Point annotation listing

-- Begin --

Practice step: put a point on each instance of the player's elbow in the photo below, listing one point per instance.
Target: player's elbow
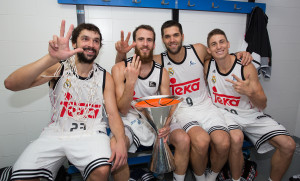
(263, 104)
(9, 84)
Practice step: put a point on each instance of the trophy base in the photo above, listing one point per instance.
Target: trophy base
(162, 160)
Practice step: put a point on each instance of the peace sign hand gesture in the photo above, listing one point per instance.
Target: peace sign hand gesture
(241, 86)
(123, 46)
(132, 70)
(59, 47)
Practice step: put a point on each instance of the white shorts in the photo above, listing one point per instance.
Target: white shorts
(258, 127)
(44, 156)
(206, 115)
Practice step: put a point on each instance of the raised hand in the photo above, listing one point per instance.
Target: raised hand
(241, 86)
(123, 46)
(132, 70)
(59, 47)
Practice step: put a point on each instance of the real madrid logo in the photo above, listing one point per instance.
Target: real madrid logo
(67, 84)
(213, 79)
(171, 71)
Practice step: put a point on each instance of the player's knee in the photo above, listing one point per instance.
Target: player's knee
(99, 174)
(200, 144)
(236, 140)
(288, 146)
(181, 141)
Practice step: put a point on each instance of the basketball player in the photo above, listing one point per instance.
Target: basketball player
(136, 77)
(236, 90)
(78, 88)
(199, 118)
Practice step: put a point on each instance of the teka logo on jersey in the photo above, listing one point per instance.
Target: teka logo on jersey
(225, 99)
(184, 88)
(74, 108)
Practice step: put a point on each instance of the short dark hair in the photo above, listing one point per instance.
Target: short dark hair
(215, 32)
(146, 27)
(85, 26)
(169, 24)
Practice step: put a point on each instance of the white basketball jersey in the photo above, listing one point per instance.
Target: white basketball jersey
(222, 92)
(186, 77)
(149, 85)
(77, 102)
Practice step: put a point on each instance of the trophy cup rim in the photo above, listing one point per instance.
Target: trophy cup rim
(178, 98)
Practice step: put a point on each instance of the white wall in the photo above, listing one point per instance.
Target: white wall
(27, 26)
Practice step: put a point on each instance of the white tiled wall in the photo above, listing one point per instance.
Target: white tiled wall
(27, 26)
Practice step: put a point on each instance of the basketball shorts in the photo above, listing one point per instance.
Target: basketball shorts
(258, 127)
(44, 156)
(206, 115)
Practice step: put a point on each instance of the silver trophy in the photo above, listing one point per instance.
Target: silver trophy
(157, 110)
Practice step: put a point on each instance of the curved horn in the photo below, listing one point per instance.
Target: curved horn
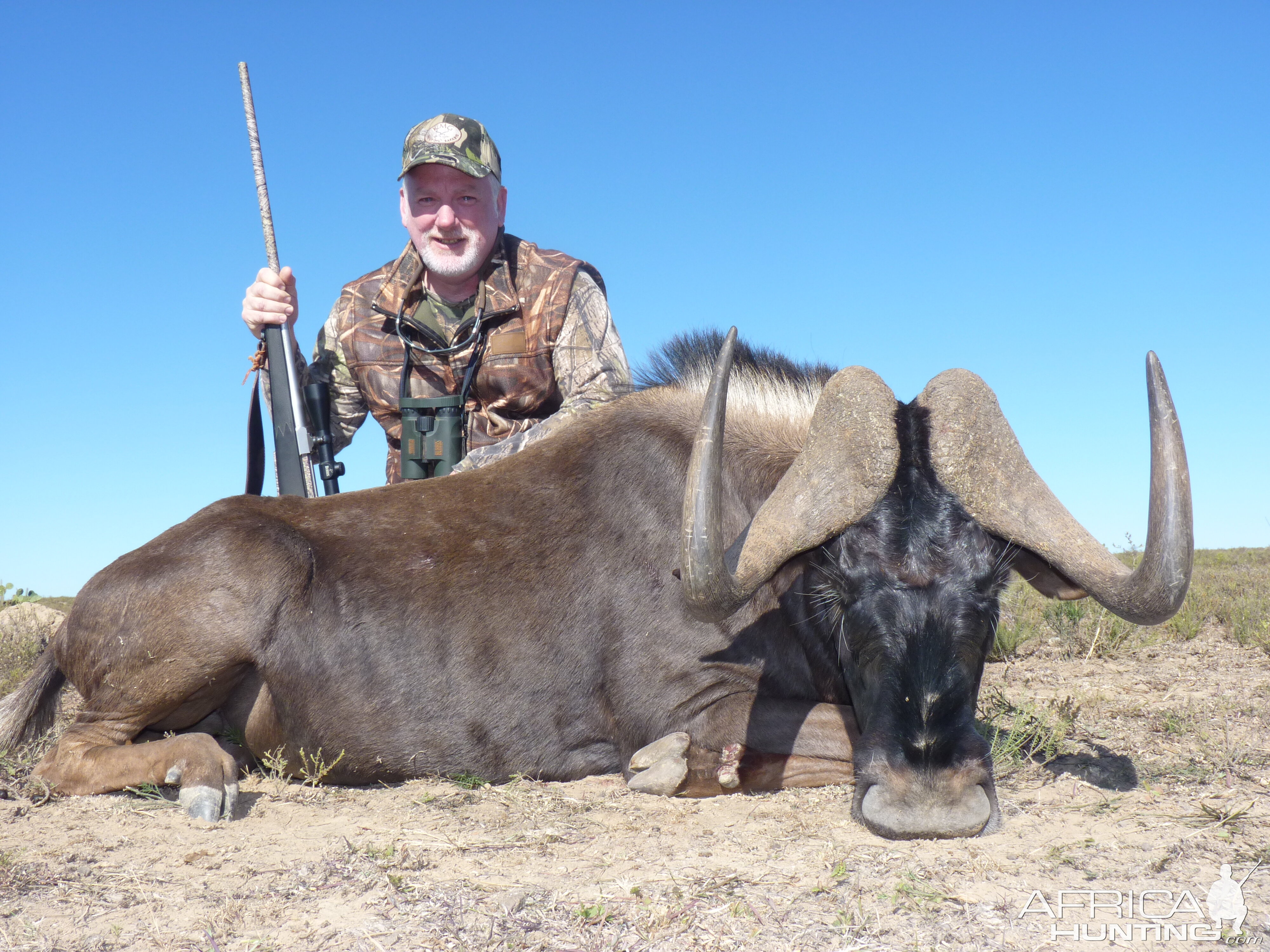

-- End --

Exercise prompt – Recast every line of the listing above as a numbered list, skipping blank lines and leaving out the pictures.

Reply –
1. Practice step: put a point on each instance of the player's elbow in the photo below, listing one point per instance.
2. Target: player's elbow
3. (263, 104)
4. (9, 84)
5. Practice step: put a point on each instance of the trophy base in the photo above, listing one point per instance.
6. Target: trophy base
7. (162, 160)
8. Practice step: put a point on each instance of the peace sign hand gesture in the photo above, listing one point per instance.
9. Target: peace sign hand gesture
10. (241, 86)
11. (123, 46)
12. (132, 70)
13. (59, 47)
14. Practice step: put a point on each instance of the white shorts in the photo above, listing one point per instance.
15. Target: white shorts
16. (258, 127)
17. (44, 156)
18. (206, 115)
19. Practice step: put a point on each instance of the raised hand in the photo above, listing one point per instance.
20. Target: raised hand
21. (241, 86)
22. (123, 46)
23. (132, 70)
24. (59, 47)
25. Practice step: put a point on each instance of the real madrid logo in the photo above, listing one point per instance.
26. Target: real madrid logo
27. (67, 84)
28. (213, 79)
29. (171, 71)
30. Practice step: put a point on each instance of the player's knee in the photo above, listing one point per instance.
31. Target: player's knee
32. (99, 174)
33. (200, 144)
34. (236, 140)
35. (288, 146)
36. (181, 141)
37. Practice step: put a point on each instance of the basketball player in the photo above, listing one point per instance.
38. Target: basketball player
39. (136, 77)
40. (236, 90)
41. (78, 88)
42. (199, 118)
43. Practice step: put a point on each instance of the teka logo on jersey in the photo above, listing one point per instance.
44. Target: teka logo on jersey
45. (225, 99)
46. (184, 88)
47. (74, 108)
48. Practice step: put a point on each instance of the short dark hair in the photo above, listing one point per instance.
49. Target: short dark hair
50. (215, 32)
51. (146, 27)
52. (85, 26)
53. (169, 24)
54. Practice step: put a point on each instance of the white basketball jersey in the photo above, listing one point per instance.
55. Target: white basketball jersey
56. (222, 92)
57. (186, 77)
58. (149, 85)
59. (77, 102)
60. Practice step: put a point on each instance of the trophy cup rim in the photo above, listing one point per instance.
61. Target: trophy cup rim
62. (178, 98)
63. Practice step: put a point on each instance of the white wall in the photo above, listing one point per instance.
64. Target: white wall
65. (27, 26)
66. Practice step: put a point on each instance of the white tiled wall in the photo above, listing one point per instance.
67. Target: white tiled wall
68. (27, 26)
69. Practice step: put a point on each instance of the basketball shorts in the photo above, listing one point per instance.
70. Target: basketball shorts
71. (258, 127)
72. (44, 156)
73. (206, 115)
74. Practice step: put a point on each instance of the silver trophy in the photo above, listing one point per instance.
75. Target: silver trophy
76. (157, 110)
77. Practice step: put a point on each instance of the curved horn in the photo below, listing one point per instance.
78. Target: curved horn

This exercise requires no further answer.